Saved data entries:

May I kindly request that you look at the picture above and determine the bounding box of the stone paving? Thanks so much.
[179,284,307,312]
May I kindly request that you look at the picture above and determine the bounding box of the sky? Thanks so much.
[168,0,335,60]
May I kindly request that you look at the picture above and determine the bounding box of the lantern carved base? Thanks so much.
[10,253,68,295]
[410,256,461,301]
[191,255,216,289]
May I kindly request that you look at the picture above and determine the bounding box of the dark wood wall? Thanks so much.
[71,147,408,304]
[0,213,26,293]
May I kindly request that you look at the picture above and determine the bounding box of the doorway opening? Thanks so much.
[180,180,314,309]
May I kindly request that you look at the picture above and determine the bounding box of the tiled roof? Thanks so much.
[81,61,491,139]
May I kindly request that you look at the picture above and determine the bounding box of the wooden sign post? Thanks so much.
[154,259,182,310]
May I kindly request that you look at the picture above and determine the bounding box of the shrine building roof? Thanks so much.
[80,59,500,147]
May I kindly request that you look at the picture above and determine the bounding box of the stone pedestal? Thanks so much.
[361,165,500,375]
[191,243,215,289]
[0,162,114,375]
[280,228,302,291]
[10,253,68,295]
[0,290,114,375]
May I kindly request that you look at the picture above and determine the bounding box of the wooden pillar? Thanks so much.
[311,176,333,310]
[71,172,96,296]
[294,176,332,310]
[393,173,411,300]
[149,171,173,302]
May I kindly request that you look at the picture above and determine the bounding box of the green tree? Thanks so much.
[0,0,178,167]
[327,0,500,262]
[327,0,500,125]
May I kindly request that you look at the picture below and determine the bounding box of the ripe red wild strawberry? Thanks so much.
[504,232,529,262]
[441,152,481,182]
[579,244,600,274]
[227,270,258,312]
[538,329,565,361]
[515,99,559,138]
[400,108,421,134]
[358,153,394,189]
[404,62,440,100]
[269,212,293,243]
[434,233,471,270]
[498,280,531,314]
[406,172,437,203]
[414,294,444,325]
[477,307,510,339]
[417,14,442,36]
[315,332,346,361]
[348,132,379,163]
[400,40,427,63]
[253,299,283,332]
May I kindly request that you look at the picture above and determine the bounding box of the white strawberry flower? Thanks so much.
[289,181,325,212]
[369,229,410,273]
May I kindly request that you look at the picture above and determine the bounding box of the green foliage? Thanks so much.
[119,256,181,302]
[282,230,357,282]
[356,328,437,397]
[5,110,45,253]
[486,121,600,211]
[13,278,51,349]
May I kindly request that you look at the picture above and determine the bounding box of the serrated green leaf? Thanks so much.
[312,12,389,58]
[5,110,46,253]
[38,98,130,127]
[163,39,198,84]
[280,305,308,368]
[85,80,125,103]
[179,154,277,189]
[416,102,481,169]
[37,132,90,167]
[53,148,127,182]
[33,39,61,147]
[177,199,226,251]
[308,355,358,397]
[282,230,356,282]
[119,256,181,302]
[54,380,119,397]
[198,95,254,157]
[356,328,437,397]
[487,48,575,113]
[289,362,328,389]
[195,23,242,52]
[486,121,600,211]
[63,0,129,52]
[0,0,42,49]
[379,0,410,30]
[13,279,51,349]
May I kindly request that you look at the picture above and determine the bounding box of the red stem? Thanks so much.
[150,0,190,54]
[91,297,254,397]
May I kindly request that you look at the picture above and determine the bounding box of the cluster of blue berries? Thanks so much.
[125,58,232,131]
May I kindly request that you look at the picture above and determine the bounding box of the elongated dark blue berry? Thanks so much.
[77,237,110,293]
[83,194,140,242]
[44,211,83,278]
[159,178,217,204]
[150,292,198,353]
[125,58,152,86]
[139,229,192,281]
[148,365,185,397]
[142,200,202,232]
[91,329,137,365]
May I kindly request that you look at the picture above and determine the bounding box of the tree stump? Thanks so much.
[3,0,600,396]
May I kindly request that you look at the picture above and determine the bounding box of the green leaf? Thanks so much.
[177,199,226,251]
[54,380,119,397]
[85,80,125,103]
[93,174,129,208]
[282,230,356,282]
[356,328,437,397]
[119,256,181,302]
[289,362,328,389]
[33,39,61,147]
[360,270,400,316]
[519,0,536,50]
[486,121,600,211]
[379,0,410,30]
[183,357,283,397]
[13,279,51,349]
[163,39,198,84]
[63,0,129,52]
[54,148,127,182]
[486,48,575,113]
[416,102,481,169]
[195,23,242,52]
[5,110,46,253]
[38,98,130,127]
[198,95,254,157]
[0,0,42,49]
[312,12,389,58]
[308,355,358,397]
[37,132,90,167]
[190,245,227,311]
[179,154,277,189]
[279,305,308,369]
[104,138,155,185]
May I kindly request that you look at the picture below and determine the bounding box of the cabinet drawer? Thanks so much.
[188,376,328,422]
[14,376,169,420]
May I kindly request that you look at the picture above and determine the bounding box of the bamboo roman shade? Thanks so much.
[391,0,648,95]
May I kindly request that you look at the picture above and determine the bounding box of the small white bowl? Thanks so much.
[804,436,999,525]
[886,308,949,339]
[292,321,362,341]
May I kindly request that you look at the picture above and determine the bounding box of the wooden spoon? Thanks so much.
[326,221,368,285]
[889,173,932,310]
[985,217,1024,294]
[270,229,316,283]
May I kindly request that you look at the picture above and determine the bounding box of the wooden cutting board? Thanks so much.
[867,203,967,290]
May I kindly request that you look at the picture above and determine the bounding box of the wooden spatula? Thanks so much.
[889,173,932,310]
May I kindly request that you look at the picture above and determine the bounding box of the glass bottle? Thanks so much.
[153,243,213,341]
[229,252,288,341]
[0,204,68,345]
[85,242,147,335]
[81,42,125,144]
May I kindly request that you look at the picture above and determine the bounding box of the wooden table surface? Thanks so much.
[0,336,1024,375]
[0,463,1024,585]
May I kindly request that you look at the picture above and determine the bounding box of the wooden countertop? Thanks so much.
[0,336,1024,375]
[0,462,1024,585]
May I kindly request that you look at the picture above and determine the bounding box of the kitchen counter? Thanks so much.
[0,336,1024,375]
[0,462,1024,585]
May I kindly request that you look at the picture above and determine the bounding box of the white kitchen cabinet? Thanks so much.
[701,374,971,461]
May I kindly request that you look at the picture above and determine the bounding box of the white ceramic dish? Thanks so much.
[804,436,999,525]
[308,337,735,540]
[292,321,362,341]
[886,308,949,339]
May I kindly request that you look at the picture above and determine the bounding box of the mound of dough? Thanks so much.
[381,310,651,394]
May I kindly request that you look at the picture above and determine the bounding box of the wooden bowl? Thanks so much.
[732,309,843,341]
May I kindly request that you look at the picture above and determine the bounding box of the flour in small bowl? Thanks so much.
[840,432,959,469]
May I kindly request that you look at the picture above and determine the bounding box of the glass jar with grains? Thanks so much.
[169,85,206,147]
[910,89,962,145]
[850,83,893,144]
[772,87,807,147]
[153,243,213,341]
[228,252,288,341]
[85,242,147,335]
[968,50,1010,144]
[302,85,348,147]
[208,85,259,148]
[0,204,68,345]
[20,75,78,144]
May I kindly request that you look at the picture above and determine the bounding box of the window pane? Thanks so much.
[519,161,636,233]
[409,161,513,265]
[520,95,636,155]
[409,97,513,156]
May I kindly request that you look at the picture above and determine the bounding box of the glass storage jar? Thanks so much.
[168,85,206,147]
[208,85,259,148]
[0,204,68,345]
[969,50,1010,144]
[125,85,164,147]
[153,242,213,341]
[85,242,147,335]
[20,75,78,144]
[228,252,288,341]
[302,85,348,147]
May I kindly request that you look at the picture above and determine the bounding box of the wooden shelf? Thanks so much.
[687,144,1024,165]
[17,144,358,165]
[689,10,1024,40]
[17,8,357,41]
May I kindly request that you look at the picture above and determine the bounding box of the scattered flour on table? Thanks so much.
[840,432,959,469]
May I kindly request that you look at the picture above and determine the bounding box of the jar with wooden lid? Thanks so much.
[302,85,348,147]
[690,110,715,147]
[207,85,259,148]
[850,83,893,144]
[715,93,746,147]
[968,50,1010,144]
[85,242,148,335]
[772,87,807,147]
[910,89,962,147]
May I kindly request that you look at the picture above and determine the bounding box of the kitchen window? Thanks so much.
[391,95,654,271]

● **INSTRUCTIONS FOR THE TASK**:
Put the lines of the items above, from the one containing "bottle? Thanks so much." through the one containing "[81,42,125,144]", both included, into a JSON list of strings with one string per line. Leave out any blank lines.

● **EXERCISE ANSWER**:
[
  "May I kindly request that you look at the picture above and determine the bounding box of the glass bottle? Thanks so much.",
  "[153,243,213,341]",
  "[229,252,288,341]",
  "[0,204,68,345]",
  "[85,242,147,335]",
  "[81,42,125,144]"
]